■ TASK TO COMPLETE ■
Below this sentence is a listing; return exactly its lines from the one with "Target: seashell" to the one with "Target: white seashell", both kept, and nothing more.

■ DATA FOR PROCESSING ■
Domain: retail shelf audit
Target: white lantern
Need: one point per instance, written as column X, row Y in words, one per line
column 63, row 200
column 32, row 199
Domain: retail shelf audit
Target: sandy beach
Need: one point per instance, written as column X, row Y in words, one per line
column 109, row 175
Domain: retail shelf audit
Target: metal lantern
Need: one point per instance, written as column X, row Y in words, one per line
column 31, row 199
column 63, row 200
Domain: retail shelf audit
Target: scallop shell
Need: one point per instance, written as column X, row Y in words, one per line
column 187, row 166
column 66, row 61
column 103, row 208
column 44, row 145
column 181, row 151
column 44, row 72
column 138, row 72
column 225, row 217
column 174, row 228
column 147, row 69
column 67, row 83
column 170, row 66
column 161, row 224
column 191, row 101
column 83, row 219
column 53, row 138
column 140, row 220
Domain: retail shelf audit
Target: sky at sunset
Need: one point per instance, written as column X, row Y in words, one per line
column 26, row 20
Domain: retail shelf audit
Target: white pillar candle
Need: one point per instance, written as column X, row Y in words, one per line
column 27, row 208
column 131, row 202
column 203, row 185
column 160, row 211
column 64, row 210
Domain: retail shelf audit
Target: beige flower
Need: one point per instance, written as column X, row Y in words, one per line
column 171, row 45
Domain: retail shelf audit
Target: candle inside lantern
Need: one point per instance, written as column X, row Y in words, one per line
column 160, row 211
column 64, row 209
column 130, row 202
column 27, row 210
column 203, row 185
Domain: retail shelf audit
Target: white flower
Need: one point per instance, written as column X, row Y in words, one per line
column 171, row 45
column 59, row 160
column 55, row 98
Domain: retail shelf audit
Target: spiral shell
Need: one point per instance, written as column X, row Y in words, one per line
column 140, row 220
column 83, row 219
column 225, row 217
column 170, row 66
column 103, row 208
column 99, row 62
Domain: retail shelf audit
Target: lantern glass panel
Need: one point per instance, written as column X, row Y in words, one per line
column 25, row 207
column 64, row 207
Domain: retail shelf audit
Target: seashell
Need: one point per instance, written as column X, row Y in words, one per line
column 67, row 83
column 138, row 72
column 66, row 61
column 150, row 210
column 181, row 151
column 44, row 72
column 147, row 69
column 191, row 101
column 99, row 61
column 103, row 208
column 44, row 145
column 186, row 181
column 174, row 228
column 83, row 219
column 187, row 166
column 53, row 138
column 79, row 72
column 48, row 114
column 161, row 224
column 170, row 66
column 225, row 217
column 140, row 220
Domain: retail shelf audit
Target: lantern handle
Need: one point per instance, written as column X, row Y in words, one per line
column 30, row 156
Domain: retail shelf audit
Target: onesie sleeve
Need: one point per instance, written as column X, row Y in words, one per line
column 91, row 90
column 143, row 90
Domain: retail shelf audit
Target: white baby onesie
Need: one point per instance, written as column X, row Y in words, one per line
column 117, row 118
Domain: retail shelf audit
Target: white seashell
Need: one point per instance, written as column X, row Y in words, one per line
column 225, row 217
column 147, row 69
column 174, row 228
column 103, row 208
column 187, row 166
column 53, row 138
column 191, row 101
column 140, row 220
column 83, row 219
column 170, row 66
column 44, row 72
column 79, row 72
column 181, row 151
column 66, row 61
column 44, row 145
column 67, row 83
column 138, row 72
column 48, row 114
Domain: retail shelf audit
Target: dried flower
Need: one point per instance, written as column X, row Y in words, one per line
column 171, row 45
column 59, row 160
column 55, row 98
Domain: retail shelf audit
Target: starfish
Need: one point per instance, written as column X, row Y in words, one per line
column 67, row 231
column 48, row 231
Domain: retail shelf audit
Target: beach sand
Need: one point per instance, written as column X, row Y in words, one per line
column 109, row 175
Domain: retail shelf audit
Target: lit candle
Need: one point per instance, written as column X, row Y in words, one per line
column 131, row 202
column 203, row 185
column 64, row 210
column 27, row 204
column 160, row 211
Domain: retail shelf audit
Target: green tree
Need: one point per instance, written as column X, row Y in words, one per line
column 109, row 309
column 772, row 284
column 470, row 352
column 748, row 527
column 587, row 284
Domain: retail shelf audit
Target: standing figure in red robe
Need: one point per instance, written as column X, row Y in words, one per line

--

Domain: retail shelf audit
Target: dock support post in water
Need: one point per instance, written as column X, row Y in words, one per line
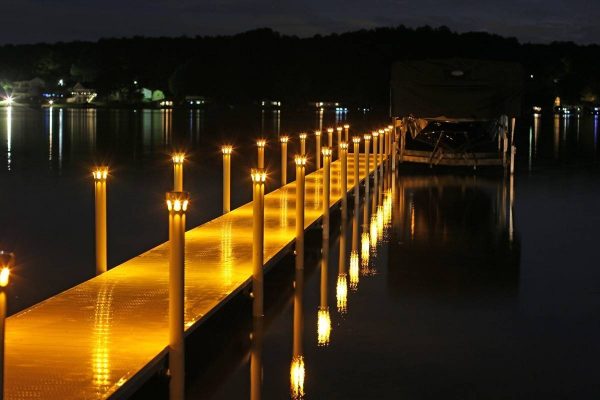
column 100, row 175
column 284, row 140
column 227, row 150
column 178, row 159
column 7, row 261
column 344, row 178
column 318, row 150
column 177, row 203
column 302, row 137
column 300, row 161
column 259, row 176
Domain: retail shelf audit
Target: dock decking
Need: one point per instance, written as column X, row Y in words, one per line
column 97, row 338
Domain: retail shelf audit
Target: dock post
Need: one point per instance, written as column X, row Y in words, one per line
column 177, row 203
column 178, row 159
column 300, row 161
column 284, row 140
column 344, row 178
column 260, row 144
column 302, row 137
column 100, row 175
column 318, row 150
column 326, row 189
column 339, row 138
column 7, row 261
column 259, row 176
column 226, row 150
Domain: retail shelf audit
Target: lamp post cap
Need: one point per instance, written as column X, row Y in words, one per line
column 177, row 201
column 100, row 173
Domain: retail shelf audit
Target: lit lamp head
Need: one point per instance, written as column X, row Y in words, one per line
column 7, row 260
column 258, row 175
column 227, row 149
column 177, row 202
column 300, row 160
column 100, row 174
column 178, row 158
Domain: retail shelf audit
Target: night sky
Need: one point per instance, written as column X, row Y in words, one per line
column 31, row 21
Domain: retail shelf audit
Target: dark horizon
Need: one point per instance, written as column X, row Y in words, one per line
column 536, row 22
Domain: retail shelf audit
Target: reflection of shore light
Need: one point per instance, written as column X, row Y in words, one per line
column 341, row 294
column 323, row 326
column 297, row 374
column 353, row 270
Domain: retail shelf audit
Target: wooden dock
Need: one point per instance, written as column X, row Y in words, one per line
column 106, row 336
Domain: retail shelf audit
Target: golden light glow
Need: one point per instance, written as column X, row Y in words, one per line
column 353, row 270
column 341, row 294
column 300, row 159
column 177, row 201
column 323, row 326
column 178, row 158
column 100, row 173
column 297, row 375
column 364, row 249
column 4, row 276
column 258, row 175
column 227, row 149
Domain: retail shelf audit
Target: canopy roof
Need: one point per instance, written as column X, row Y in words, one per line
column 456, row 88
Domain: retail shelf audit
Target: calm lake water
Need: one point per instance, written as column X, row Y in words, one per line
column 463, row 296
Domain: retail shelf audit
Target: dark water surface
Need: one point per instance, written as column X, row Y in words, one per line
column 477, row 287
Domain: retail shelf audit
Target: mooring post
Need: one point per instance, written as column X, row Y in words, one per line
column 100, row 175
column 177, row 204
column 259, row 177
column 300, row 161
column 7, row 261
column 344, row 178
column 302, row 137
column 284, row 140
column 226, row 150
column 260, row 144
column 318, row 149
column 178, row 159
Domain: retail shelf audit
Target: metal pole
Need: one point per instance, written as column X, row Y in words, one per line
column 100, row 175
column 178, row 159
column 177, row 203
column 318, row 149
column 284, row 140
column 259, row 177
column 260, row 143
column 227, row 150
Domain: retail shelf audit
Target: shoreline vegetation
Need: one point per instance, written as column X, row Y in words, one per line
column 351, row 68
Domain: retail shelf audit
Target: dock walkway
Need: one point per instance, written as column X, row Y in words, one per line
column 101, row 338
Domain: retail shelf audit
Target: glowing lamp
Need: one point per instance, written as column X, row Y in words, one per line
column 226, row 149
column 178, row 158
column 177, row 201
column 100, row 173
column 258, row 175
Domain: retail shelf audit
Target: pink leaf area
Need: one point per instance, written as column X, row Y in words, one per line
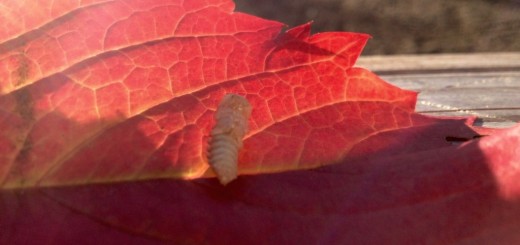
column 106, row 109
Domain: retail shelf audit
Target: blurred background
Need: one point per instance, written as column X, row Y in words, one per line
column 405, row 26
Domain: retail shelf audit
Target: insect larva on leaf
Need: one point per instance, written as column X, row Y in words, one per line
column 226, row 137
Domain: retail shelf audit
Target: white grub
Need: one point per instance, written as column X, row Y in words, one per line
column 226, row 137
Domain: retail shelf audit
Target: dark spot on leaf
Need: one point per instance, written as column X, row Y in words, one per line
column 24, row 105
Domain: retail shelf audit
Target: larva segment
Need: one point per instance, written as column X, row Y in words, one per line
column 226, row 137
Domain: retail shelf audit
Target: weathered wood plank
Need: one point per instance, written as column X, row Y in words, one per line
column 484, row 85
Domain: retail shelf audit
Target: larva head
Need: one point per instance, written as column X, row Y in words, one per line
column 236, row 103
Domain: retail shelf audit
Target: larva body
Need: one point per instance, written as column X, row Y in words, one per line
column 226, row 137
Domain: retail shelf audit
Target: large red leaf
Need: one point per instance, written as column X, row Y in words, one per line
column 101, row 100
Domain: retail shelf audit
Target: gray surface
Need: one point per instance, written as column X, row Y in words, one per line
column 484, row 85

■ ANSWER SECTION ■
Target: seashell
Need: one point per instance, written as column X, row Y in words, one per line
column 67, row 83
column 138, row 72
column 66, row 61
column 150, row 210
column 181, row 151
column 44, row 72
column 147, row 69
column 191, row 101
column 99, row 61
column 103, row 208
column 44, row 145
column 186, row 181
column 174, row 228
column 83, row 219
column 187, row 166
column 53, row 138
column 79, row 72
column 48, row 114
column 161, row 224
column 170, row 66
column 225, row 217
column 140, row 220
Domain: retail shelf audit
Target: lantern handle
Need: one point per instance, written as column X, row Y in words, one per line
column 30, row 156
Domain: retail shelf audit
Target: onesie sleeve
Need: one point per instance, written as column X, row Y in words, one per line
column 91, row 90
column 143, row 90
Domain: retail shelf audit
Target: white baby onesie
Need: one point per instance, written as column X, row Y in words, one per line
column 117, row 118
Domain: retail shelf audit
Target: white seashell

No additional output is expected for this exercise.